What is Staking? How does it work with Cardano? A deep guide!

What is Staking? How does it work with Cardano? A deep guide!

Cryptocurrencies and all the possible options to earn on them, might seem like a deep maze. Today, we're here to talk about staking your Cardano? How does this work? And why are we a great choice?All of the answers, can be found in our deep guide underneath.If you still come across questions - do not hesitate to inform us then.

What are cardano staking pools

Cardano staking pools are nodes that run on the Cardano network with a public address. You, as an investor, can delegate your ADA (Cardano Native Token) to a certain staking pool. As a result of delegating your Cardano, you receive rewards. This counts for most of the Cardano pools, which we call public pools. The difference between public and private pools will be discussed in another section underneath.

Stake pools are run by a reliable operator (or at least that's what you hope for): an individual or business with the knowledge and resources to run the node on a consistent basis. ADA holders can delegate to public stake pools if they wish to participate in the protocol and receive rewards, but do not wish to operate a Cardano network node themselves because they (e.g.) do not have the knowledge or time.

Supplied data -
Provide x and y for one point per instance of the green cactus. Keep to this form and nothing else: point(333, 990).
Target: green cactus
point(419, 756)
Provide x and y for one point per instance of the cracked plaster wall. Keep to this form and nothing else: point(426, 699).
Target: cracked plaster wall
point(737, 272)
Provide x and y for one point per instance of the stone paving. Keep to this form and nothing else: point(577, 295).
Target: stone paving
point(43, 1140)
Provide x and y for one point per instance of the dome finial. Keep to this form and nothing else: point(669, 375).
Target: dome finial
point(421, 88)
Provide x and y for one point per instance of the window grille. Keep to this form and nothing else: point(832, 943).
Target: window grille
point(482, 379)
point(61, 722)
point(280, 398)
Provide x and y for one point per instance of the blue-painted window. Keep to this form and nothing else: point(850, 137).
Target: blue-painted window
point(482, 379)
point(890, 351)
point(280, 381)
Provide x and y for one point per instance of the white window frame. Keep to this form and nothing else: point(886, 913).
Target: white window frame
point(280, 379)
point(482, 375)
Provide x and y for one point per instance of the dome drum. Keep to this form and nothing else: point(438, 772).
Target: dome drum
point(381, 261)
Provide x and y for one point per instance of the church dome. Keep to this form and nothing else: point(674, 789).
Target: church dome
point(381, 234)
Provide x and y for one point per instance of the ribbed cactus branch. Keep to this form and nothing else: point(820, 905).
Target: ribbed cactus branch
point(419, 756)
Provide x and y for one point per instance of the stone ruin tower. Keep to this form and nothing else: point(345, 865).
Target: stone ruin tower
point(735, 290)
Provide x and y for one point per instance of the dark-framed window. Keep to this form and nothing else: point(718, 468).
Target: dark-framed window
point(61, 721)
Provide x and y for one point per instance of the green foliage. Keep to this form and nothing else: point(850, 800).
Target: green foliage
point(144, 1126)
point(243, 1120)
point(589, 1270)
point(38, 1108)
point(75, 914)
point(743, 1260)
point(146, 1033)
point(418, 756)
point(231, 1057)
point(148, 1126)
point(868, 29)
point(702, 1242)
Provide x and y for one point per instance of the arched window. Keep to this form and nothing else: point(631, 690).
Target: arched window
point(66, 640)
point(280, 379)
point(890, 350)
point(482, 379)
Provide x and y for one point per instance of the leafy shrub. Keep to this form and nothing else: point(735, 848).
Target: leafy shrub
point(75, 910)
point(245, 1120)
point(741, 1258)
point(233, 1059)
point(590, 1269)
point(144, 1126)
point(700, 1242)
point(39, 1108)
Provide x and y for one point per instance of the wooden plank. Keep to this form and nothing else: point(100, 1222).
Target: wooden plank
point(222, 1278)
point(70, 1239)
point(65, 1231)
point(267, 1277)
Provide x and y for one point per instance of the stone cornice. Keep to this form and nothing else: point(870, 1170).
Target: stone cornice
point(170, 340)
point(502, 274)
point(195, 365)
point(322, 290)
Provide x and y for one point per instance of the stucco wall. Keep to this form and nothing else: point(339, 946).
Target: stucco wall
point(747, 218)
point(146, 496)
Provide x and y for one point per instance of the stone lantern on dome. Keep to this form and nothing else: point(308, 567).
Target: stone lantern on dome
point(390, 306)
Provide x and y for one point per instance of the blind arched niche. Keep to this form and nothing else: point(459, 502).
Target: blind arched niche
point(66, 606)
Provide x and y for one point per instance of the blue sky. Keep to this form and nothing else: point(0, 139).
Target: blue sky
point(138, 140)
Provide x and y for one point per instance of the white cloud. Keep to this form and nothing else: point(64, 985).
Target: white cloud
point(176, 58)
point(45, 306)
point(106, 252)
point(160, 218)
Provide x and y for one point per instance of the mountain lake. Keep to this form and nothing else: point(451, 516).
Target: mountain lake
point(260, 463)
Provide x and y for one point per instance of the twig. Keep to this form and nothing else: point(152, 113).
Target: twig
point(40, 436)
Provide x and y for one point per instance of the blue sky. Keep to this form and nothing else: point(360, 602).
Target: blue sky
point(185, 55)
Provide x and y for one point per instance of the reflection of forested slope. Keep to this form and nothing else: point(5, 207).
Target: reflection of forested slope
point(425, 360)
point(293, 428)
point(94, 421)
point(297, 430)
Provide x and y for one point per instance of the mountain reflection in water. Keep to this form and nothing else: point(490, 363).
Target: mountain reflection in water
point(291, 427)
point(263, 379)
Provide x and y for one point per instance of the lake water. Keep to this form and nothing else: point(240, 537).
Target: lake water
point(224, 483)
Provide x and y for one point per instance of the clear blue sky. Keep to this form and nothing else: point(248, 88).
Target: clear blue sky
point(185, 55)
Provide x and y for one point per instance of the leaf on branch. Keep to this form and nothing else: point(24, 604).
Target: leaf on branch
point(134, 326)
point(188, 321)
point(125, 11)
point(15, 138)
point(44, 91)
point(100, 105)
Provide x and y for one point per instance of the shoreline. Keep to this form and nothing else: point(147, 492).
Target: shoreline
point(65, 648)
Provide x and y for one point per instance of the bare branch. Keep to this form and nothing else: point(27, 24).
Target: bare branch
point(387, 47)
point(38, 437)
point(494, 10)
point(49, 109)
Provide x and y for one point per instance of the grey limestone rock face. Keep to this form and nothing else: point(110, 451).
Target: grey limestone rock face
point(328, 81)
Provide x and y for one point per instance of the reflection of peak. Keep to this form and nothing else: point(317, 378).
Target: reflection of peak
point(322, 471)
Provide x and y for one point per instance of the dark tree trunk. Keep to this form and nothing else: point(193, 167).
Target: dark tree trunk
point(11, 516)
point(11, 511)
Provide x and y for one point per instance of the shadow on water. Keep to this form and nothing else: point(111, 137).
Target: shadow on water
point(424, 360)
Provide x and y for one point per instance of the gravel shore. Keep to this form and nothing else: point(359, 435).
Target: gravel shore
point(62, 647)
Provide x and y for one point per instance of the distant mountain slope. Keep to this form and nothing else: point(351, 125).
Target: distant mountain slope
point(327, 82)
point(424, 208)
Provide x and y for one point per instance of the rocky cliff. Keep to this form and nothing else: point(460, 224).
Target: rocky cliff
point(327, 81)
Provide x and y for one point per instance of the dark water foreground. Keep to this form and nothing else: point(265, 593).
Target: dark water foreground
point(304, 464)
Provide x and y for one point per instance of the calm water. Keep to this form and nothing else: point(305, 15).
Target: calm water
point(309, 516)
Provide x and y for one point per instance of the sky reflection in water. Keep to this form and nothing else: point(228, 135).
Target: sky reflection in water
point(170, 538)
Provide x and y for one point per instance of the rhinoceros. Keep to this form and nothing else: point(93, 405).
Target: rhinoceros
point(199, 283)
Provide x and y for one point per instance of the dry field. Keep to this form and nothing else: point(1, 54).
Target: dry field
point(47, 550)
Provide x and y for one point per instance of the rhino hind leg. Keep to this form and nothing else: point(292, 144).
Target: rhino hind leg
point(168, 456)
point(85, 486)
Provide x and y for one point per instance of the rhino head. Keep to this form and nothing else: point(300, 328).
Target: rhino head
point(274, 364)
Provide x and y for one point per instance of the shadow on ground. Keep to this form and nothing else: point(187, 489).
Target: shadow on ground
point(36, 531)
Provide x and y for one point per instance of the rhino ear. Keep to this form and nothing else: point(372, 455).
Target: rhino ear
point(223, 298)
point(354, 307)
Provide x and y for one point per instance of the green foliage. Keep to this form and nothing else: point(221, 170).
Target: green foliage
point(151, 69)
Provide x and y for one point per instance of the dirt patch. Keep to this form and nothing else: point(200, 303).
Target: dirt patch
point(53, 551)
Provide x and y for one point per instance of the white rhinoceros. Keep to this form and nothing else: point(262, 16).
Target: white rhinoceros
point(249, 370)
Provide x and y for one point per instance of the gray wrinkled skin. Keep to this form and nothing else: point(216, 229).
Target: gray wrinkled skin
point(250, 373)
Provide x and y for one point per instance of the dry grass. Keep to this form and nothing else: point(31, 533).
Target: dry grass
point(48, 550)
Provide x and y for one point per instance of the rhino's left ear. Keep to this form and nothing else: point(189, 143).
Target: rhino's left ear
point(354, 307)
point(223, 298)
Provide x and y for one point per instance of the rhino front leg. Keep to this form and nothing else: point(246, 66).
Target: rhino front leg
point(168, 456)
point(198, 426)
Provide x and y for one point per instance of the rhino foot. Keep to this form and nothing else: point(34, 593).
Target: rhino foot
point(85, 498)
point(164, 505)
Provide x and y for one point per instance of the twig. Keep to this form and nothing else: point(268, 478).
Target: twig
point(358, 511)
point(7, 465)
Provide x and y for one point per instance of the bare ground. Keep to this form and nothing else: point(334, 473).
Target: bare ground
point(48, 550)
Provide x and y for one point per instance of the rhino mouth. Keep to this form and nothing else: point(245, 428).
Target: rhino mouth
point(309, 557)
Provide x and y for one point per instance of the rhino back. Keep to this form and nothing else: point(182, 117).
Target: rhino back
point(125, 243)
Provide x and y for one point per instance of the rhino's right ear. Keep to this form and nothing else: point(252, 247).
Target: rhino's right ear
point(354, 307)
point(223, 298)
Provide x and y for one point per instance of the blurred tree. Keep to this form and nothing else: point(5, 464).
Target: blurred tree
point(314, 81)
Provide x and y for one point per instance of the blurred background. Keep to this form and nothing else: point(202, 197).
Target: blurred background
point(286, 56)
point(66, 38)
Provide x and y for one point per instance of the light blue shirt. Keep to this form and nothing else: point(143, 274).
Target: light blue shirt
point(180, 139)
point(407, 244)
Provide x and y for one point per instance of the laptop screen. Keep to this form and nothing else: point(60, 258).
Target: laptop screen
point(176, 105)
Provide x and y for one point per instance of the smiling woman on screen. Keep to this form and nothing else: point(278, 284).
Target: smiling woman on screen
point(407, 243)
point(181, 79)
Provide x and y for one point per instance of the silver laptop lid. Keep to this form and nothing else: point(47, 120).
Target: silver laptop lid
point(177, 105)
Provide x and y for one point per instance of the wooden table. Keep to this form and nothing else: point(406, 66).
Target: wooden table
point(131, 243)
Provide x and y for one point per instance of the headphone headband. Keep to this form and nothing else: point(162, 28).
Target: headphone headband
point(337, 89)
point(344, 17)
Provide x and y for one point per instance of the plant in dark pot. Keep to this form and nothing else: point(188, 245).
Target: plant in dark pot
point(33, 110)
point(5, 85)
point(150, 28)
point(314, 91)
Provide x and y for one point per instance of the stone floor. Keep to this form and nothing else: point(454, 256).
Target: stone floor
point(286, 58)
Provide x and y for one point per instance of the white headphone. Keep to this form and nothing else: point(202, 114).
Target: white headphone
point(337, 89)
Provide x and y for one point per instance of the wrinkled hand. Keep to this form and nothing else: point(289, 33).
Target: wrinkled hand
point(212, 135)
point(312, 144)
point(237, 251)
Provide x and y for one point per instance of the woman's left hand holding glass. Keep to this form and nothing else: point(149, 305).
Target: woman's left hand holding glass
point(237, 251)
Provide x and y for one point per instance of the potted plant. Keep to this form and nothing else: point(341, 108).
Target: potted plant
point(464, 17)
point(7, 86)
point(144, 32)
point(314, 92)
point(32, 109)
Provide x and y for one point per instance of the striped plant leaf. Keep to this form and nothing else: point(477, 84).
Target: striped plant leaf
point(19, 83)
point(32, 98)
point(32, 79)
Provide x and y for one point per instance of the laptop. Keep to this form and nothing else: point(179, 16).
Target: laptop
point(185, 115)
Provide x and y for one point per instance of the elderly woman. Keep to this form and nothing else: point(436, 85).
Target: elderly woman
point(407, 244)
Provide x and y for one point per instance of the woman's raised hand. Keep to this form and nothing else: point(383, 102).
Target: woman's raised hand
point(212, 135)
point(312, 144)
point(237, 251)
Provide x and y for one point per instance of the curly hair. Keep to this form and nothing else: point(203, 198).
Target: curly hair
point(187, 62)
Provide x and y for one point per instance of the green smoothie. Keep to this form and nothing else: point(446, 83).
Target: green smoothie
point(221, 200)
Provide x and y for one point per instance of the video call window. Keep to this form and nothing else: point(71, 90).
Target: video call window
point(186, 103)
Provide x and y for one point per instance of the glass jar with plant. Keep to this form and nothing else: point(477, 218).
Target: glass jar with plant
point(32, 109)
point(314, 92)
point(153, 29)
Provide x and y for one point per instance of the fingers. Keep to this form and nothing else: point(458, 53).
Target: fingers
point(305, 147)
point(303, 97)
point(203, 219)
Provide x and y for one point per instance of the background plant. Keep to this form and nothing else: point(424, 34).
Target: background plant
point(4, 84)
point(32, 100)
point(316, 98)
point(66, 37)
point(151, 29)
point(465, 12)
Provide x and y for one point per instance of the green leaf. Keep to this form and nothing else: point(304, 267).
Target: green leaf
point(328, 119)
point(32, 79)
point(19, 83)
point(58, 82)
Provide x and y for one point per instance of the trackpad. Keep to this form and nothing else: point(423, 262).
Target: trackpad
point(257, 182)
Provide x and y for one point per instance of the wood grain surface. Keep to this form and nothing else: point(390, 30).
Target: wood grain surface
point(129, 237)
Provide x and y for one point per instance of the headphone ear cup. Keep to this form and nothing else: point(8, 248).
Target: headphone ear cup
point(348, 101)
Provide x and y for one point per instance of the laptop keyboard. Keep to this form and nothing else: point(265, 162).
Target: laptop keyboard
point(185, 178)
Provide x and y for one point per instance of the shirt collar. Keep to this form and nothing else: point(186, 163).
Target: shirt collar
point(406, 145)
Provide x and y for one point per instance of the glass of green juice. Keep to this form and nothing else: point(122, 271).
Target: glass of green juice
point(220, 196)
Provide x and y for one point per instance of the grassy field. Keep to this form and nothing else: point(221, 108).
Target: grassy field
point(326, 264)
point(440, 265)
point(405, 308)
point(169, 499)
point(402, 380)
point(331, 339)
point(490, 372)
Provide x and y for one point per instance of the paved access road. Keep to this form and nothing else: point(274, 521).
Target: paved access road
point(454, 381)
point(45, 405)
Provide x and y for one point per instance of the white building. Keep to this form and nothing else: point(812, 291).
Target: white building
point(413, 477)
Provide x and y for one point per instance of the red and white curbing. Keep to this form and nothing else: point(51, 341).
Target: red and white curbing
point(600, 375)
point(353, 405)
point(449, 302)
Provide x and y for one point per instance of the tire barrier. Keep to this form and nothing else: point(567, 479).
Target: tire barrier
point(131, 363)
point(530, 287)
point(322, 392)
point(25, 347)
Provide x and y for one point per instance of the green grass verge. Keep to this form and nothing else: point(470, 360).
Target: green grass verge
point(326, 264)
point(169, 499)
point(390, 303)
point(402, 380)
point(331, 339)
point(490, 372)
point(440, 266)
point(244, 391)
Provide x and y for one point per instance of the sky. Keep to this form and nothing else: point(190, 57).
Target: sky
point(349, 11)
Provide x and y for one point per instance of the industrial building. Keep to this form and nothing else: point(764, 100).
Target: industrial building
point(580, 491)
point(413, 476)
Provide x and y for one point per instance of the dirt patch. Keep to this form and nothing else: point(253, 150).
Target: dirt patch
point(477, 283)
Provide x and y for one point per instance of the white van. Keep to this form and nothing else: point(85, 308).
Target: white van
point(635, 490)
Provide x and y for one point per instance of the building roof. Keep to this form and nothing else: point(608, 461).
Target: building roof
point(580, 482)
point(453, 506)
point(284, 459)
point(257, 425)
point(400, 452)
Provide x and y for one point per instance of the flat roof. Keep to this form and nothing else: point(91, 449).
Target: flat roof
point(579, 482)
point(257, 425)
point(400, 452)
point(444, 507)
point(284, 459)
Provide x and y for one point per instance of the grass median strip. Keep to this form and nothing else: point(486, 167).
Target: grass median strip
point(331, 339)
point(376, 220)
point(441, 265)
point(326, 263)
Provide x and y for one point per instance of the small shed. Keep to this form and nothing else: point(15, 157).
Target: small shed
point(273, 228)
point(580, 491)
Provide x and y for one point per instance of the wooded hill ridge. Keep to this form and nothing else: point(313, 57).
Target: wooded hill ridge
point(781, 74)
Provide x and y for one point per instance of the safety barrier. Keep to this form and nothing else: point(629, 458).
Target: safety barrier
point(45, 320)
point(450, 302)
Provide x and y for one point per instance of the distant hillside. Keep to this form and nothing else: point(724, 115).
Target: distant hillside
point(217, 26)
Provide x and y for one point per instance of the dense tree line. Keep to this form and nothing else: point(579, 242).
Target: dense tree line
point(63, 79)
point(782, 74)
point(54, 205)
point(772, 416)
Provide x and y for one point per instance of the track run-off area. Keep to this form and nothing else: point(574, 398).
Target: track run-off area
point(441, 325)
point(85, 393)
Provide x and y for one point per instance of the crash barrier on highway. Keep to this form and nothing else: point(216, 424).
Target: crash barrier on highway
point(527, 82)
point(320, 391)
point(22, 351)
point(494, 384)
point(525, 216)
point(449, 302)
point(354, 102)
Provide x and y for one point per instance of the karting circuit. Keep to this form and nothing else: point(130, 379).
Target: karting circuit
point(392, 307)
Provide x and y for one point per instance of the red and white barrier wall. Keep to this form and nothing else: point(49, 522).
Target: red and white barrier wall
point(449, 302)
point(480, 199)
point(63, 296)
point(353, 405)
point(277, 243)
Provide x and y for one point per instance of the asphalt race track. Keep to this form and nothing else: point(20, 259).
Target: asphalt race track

Exercise tasks -
A. In the Cardano staking guide, rewrite the passage starting with "Stake pools are" and going on through "knowledge or time.", replacing "operator" with "manager".
B. According to the Cardano staking guide, what are Cardano staking pools?
C. Carry the Cardano staking guide forward, beginning after its final sentence.

Responses in order -
A.
Stake pools are run by a reliable manager (or at least that's what you hope for): an individual or business with the knowledge and resources to run the node on a consistent basis. ADA holders can delegate to public stake pools if they wish to participate in the protocol and receive rewards, but do not wish to operate a Cardano network node themselves because they (e.g.) do not have the knowledge or time.

B. They are nodes that run on the Cardano network with a public address.

C.
The more stake that is delegated to a stake pool, the greater chance it has of being selected as a slot leader. Each time it is selected and produces a block that is accepted onto the blockchain, the protocol rewards the delegators and the pool who produced the block. How much the stake pool operator and their delegators receive, is based upon the "Fixed fee" and "Margin fee" that the operator puts into place.

Extensive research and development has gone into ensuring a fair, competitive marketplace that proportionately incentivizes participation, and rewards the investment of time, energy and resources. In short: The protocol is put out there to make sure that there aren't too many pools or that some pools don't have too much share of the network. That would mean that it would become rather 'centralised' instead of 'decentralized'. Because Cardano wants to become the most decentralized network, that means that the participation, as mentioned above, is proportionately incentivized.

Types of staking pools

To make this maze a bit more simple, we are only going to focus on 2 types of pools, which are most common.
These are 3rd party staking pools and non-custodial pools.

Let’s start with the least interesting option, and we’ll gladly explain you why!

3rd party staking pools

3rd party staking pools are staking services that are offered by a (central) exchange. This basically means that you can stake when your money is on your exchange. It’s the shortest way from investing to staking but it’s by far the riskiest way of staking. Here’s why:

When you stake your Cardano (or other coins) into a 3rd party staking pool, the (central) exchange is in charge of your keys, meaning that they ‘own’ your money, and therefore your complete investment and your rewards that are connected to that staked investment.
These central exchanges mostly offer a lower ‘return’ in general, because they keep a part from it, for themselves. Why? Because they stake your money for you.
If the exchange is in financial trouble, you could lose all of your staked funds.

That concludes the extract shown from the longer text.